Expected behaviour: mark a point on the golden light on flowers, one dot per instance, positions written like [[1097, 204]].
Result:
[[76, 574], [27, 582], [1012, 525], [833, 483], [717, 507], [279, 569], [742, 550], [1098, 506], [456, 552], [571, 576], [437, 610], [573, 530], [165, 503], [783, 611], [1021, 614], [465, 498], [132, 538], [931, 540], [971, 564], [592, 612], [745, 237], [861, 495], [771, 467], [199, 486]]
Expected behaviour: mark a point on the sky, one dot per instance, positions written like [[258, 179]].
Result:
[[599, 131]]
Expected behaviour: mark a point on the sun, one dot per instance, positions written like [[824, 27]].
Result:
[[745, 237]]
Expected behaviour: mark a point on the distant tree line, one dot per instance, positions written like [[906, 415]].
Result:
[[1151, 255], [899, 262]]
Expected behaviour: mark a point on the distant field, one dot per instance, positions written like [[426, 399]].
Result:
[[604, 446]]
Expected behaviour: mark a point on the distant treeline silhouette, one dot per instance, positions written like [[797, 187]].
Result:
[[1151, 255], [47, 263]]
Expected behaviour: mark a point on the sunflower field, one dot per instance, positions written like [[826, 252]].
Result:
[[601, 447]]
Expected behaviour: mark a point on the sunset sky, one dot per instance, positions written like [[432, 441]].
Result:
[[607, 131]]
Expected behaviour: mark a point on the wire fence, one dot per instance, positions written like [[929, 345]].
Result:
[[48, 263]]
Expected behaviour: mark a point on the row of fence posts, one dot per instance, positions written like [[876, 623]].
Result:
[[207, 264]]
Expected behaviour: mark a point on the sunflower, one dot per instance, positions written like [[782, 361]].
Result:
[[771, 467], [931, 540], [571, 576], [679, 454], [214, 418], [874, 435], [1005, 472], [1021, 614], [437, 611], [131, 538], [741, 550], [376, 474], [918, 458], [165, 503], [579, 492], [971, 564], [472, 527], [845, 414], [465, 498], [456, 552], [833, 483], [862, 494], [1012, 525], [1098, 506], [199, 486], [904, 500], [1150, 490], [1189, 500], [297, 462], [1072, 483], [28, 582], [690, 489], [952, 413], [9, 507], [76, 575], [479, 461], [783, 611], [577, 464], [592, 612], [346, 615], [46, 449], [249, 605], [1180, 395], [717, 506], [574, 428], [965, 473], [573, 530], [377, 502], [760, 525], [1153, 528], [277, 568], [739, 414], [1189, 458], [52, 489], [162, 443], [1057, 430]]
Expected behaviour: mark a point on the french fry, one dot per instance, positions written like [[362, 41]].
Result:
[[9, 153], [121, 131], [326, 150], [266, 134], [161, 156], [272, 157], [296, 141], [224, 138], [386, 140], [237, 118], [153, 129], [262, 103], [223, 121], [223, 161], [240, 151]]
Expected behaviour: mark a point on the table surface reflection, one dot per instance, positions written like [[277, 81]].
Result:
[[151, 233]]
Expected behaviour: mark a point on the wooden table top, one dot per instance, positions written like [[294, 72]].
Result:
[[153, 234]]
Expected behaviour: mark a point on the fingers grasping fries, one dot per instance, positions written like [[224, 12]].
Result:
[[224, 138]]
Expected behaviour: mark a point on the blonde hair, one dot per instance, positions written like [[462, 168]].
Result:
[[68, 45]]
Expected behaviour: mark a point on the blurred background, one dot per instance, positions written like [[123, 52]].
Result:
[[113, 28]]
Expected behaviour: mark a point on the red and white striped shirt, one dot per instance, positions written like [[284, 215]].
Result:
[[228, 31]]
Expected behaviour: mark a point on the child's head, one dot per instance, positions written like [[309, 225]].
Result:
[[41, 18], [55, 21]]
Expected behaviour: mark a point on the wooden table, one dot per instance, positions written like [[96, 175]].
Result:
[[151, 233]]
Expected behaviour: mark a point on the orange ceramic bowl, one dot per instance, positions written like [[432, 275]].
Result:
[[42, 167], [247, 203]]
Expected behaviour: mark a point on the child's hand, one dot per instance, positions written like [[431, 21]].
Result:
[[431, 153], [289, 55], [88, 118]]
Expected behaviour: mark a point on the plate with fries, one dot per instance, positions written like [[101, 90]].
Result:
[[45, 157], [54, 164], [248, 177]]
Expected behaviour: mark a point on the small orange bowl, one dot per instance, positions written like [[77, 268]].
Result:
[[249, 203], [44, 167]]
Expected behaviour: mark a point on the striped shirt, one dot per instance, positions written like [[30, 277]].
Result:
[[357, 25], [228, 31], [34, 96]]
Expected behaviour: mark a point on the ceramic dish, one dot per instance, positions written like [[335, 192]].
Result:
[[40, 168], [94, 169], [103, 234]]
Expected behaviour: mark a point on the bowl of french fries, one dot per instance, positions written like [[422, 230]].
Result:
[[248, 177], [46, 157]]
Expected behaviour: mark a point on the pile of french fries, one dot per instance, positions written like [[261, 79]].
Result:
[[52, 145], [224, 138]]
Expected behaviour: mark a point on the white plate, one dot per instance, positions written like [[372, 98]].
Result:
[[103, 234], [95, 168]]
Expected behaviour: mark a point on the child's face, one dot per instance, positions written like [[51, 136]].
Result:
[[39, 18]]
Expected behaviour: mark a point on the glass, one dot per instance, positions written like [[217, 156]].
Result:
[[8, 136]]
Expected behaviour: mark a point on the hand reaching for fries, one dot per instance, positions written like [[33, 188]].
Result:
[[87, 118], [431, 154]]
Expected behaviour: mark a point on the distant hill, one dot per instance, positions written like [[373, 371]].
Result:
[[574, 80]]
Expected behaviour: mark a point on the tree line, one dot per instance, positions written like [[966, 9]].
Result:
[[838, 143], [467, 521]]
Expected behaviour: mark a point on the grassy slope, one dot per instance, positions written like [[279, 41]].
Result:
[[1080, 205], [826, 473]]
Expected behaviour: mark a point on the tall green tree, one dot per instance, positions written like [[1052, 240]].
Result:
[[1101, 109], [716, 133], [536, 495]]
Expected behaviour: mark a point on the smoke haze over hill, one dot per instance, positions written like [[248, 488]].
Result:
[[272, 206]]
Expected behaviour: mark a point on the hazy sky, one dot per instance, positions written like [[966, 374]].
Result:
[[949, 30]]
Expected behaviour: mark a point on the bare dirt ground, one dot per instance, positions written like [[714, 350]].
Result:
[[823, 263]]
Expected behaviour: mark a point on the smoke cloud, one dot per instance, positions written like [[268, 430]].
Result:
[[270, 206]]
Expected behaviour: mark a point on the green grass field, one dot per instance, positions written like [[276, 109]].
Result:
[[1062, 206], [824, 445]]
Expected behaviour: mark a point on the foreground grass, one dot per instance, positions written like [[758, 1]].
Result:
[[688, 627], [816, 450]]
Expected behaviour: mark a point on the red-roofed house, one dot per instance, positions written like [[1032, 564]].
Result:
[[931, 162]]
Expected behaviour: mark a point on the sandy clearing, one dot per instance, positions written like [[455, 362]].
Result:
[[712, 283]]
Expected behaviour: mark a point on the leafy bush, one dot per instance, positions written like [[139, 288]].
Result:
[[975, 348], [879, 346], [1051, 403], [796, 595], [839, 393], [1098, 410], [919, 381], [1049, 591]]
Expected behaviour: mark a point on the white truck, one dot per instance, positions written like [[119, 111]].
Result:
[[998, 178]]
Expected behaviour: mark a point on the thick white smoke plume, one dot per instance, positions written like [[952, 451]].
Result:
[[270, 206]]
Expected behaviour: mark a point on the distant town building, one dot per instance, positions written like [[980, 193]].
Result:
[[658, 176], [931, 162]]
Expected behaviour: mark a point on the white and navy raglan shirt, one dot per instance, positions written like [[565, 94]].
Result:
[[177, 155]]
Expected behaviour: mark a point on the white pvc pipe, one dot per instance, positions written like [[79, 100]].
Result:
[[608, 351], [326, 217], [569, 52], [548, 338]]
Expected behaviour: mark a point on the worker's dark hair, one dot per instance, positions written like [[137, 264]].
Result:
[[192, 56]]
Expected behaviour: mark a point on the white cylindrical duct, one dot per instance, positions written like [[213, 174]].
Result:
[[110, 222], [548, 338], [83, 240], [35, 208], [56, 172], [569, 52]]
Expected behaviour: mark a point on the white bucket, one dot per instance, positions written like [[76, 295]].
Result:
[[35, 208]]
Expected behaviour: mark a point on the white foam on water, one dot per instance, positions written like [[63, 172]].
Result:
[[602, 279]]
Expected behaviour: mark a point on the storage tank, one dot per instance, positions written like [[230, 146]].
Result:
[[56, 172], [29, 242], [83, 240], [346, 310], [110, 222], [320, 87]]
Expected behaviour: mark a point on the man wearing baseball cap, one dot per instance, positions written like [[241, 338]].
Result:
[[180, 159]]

====

Copy out the lines above between the line holding "Expected behaviour: mark a point on the child's hand, one" and the line holding "[[248, 177], [46, 157]]", inclusive, and nothing else, requests included. In the answers, multiply every point coordinate by 2.3 and round to whole numbers, halves up, but leave the requests and their sample positions unchanged.

Expected behaviour: mark a point on the child's hand, one dot per instance, positions written like [[431, 21]].
Result:
[[991, 352], [665, 127], [202, 271]]
Expected behaviour: mark a point on the plate with fries, one dot per instance, positions written like [[101, 90]].
Result:
[[104, 361], [124, 377], [570, 407]]
Expected behaviour: mark a point on the small orange bowl, one dot per instance, positions written like [[77, 268]].
Result:
[[573, 467], [101, 384]]
Expected behaviour: mark a point on the striped shirt, one dot per instance, positions written like [[30, 277]].
Result:
[[821, 58], [524, 71], [78, 221]]
Expected behaviour: mark a point on the ceramic dish, one dot per instance, positions written like [[335, 192]].
Result:
[[92, 386], [216, 389], [237, 538]]
Expected behaviour: mark a point on the bowl of french fries, one dot per instance, positions written like [[422, 230]].
Result:
[[570, 407], [106, 361]]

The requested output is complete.